┌────────

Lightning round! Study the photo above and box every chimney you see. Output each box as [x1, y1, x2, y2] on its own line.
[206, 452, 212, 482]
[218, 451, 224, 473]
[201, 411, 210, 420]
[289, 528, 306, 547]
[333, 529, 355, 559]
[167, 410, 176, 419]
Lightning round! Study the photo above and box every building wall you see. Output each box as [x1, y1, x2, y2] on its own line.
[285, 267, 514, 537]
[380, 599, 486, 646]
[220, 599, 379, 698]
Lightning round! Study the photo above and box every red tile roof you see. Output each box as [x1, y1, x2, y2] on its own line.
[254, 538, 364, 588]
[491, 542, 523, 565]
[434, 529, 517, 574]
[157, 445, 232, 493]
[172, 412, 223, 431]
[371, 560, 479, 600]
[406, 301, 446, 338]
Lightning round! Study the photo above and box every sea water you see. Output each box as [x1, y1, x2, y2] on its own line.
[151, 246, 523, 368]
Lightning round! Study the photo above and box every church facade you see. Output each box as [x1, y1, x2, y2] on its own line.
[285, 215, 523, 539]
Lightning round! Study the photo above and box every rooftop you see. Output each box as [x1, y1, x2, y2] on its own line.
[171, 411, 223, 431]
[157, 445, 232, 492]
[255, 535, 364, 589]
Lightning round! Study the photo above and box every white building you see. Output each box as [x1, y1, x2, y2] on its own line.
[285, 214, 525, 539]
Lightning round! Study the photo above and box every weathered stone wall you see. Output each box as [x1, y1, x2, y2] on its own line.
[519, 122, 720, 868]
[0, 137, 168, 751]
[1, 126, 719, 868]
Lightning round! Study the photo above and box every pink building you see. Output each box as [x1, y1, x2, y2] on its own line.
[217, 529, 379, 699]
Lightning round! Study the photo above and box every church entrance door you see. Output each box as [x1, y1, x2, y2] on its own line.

└────────

- WHAT TO DO
Copy the line containing "Lightning round! Study the photo above and box every white" exactly. Then copy every line after it through the end of the listing, and nothing more.

- RESPONSE TO THIS EXERCISE
Lightning round! Study the photo above and box every white building you see. Output each box as [x1, y1, x2, y2] on its own line.
[285, 214, 525, 539]
Lightning round! Study the photo above and box every weathered stone wall you see. Output each box as [x1, y1, x2, y2] on its own line.
[519, 122, 720, 868]
[0, 137, 168, 751]
[1, 126, 719, 868]
Lightning round! Study the photo above and box every pink building you see. Output each box as [x1, y1, x2, y2] on its own line.
[217, 529, 379, 699]
Lightning round! Study the photo above and box every church entrance door you see. Output each box as [x1, y1, x2, y2] on its own line.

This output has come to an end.